##### EXTRACTED MATERIAL

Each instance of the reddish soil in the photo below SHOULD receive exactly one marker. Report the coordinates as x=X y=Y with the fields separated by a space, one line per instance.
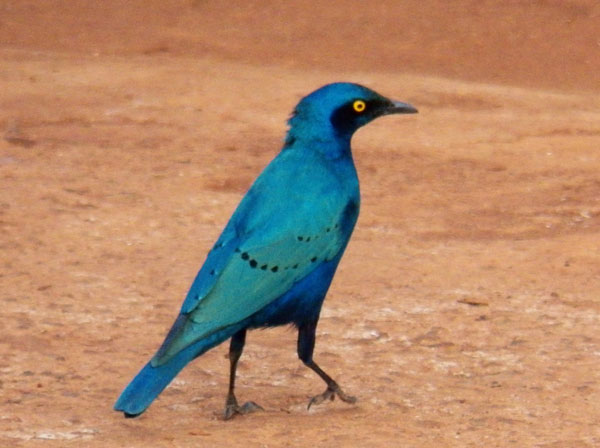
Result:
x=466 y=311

##########
##### EXTRACTED MATERIAL

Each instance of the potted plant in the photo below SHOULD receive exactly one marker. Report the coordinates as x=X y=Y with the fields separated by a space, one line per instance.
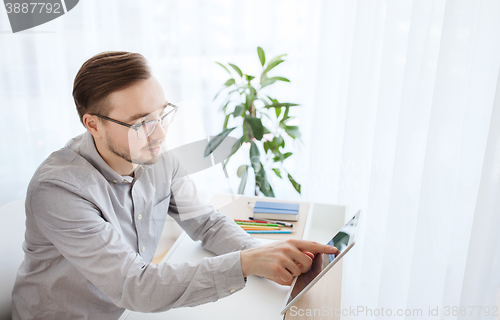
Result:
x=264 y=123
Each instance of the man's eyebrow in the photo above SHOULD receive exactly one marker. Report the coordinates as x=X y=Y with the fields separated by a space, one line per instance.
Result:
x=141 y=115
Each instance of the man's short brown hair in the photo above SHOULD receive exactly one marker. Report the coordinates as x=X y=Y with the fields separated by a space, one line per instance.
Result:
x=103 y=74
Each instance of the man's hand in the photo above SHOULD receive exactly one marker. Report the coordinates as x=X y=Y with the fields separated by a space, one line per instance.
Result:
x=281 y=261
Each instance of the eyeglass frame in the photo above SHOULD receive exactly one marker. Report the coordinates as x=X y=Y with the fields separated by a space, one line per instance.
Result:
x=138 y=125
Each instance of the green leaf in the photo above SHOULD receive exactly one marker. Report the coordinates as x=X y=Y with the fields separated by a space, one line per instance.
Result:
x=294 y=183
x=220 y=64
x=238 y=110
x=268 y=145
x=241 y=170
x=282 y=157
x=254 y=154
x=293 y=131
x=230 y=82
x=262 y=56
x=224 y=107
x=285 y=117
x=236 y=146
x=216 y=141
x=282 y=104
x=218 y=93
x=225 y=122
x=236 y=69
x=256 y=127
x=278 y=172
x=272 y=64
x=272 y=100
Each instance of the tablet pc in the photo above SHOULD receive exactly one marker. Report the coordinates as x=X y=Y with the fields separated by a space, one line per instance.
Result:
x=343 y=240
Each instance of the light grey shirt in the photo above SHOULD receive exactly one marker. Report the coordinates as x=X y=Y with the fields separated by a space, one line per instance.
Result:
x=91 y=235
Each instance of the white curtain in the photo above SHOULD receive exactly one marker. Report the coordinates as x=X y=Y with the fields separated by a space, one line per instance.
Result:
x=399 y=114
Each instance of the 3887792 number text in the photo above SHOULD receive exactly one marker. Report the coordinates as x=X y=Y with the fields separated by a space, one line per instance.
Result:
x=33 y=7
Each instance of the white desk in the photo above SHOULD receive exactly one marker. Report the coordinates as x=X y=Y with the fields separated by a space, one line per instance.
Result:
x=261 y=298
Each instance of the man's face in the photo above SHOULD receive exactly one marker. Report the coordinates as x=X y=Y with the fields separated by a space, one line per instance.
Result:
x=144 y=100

##########

• AIM
Please render as a Markdown table the lines starting with the line containing "Each instance of the light" and going on through the line containing "x=144 y=100", both included. Use the columns Row and Line text, number the rows in order, and leave out blank lines.

• RESULT
| Row | Line text |
|---|---|
| 1 | Each instance of the light grey shirt in the photo above SHOULD receive exactly one marker. Report the coordinates as x=X y=Y with the fields separated by a space, one line per instance. |
| 2 | Result: |
| 3 | x=91 y=235 |
| 4 | Each instance of the white curtain in the photo above SHOULD receive exactly one marker. Report the coordinates as x=X y=Y with the fields separated by a space, one line per instance. |
| 5 | Result: |
| 6 | x=399 y=114 |
| 7 | Each instance of the 3887792 number text in the photo above SHOULD receive exactly one marker. Report the coordinates as x=X y=Y with the fields separated by a space, one line per instance. |
| 8 | Result: |
| 9 | x=33 y=7 |
| 10 | Each instance of the white desk in the photo above SHOULD receive exactly one marker. Report the coordinates as x=X y=Y with the fields separated by a space, one line per instance. |
| 11 | Result: |
| 12 | x=261 y=298 |
| 13 | Each instance of the man's face in the photo above SHOULD receive exactly one marker. Report the coordinates as x=X y=Y with the fields separated by a space, one line per instance. |
| 14 | Result: |
| 15 | x=144 y=100 |